---- SELECTED TEXT

CV NEWS FEED // San Francisco police apprehended a suspect for throwing explosives out his car window after he assaulted a man who tried to stop him from stealing a consecrated host from a Catholic church last weekend.
The suspect, identified as Daniel Garcia, 42, allegedly assaulted someone at Sts. Peter and Paul Church on Sunday, October 29, during the evening mass. Police pursued Garcia after he fled the scene in a vehicle.
“It was a person that went up to receive Communion at the 5 p.m. Mass and then didn’t consume the consecrated Host. He left without consuming,” Peter Marlow, a spokesman for the San Francisco archdiocese, told Catholic News Agency (CNA).
Marlow continued, “There was a visiting person [also in attendance] who stood up and confronted the person and told him, ‘You can’t leave the church without consuming the Host.’ And the guy went off and punched him and ran out of the church.”
Paramedics treated the man who Garcia punched, who was not in serious condition, Marlow added. It remains unclear as to what happened to the Eucharistic host.
During the pursuit, Garcia went through a residential area where he “set off a pipe bomb” and then threw a “Molotov cocktail” in the direction of the police cars, San Francisco City Supervisor Aaron Peskin told the San Francisco Standard. No bystanders or officers were seriously injured from the explosions.
California Highway Patrol pursued the suspect when he fled onto a freeway. The SFPD reported that the suspect was ultimately arrested in another county.

--------
---- RECORDS

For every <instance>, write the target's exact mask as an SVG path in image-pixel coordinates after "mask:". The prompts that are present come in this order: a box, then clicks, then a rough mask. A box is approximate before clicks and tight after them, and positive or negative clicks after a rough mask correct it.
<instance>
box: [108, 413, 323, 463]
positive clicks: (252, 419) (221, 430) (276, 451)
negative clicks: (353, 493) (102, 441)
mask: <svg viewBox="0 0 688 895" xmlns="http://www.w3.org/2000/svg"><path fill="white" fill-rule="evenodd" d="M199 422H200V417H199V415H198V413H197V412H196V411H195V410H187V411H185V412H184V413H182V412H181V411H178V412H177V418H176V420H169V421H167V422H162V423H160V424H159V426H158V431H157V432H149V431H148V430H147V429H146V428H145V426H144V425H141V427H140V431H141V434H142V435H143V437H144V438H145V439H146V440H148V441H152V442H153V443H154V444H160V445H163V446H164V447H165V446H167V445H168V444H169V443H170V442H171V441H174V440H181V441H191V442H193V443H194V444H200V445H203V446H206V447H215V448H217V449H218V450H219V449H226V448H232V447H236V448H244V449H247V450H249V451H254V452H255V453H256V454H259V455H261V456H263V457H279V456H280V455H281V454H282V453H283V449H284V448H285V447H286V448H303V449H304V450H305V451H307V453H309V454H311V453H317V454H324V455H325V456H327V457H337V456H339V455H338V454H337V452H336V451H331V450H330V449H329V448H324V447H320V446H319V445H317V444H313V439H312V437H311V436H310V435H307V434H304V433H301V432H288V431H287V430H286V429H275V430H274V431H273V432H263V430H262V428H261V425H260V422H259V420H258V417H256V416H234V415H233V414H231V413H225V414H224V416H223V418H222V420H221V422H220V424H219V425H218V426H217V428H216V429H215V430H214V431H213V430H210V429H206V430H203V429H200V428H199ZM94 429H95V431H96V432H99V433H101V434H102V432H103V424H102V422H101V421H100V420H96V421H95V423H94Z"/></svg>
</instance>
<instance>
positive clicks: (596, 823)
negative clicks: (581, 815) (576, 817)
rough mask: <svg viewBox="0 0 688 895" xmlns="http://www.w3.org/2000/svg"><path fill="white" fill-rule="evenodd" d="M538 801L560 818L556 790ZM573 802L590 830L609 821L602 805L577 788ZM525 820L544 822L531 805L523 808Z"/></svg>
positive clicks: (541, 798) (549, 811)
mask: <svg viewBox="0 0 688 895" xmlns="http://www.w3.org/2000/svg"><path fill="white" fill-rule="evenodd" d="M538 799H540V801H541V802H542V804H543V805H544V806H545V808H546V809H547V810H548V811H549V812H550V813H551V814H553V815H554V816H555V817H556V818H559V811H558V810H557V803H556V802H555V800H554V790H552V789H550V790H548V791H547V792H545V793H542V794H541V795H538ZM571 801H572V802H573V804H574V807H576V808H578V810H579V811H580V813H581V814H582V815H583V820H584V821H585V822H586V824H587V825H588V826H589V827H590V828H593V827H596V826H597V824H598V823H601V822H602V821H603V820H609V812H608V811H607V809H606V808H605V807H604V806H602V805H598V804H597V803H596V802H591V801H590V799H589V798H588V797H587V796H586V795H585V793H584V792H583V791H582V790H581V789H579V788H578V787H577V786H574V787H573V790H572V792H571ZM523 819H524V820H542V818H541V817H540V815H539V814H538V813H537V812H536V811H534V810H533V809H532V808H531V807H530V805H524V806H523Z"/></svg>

--------

> TASKS:
(1) In the report on the church assault, please give the passage starting with "California Highway Patrol" and going on through "in another county." again, switching "freeway" to "highway".
(2) Name every person the report on the church assault identifies by full name.
(3) According to the report on the church assault, on what date did the assault at Sts. Peter and Paul Church take place?

> TASK RESULTS:
(1)
California Highway Patrol pursued the suspect when he fled onto a highway. The SFPD reported that the suspect was ultimately arrested in another county.

(2) Daniel Garcia, Peter Marlow, Aaron Peskin

(3) Sunday, October 29